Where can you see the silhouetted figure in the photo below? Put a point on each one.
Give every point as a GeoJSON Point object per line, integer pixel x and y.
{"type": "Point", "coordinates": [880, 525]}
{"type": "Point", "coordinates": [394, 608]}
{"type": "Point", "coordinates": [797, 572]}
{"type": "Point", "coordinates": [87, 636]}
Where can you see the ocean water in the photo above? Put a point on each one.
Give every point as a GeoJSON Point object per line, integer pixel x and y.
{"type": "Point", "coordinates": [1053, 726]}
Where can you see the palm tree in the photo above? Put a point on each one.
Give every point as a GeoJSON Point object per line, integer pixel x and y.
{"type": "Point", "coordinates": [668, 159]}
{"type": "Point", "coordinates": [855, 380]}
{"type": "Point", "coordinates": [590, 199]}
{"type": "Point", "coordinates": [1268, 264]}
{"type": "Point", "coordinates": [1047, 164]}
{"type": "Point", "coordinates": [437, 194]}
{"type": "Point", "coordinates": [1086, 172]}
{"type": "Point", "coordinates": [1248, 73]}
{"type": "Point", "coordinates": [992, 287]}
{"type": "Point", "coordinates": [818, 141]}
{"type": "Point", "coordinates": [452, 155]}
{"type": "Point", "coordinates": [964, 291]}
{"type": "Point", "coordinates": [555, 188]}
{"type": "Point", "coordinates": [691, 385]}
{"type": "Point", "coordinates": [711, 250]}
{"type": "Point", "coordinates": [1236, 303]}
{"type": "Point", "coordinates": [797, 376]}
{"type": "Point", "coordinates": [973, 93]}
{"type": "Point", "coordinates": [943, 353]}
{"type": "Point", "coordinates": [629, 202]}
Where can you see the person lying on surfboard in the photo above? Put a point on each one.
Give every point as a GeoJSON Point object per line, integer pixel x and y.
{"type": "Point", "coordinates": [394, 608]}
----
> [REQUIRED TASK]:
Write out, word for word, the line containing "Where can you see the ocean" and every line after it to the end of the data above.

> [ANSWER]:
Where can you see the ocean water in the photo above? Put a point on each one.
Give every point as a GeoJSON Point object per line, integer pixel x and y.
{"type": "Point", "coordinates": [1053, 726]}
Where can you see the palm tree in the photo above? Put a point on each one.
Give every point as a GeoJSON Point object per line, integer pixel x and y.
{"type": "Point", "coordinates": [668, 159]}
{"type": "Point", "coordinates": [855, 380]}
{"type": "Point", "coordinates": [590, 199]}
{"type": "Point", "coordinates": [1268, 264]}
{"type": "Point", "coordinates": [1047, 164]}
{"type": "Point", "coordinates": [437, 194]}
{"type": "Point", "coordinates": [1086, 172]}
{"type": "Point", "coordinates": [1248, 73]}
{"type": "Point", "coordinates": [992, 287]}
{"type": "Point", "coordinates": [818, 141]}
{"type": "Point", "coordinates": [452, 155]}
{"type": "Point", "coordinates": [964, 291]}
{"type": "Point", "coordinates": [555, 188]}
{"type": "Point", "coordinates": [691, 385]}
{"type": "Point", "coordinates": [711, 250]}
{"type": "Point", "coordinates": [1236, 303]}
{"type": "Point", "coordinates": [797, 376]}
{"type": "Point", "coordinates": [973, 93]}
{"type": "Point", "coordinates": [943, 353]}
{"type": "Point", "coordinates": [629, 202]}
Where can you see the person lying on surfboard in the photo above? Put a point on each one.
Give every point as a GeoJSON Point object per line, integer pixel x and y.
{"type": "Point", "coordinates": [394, 608]}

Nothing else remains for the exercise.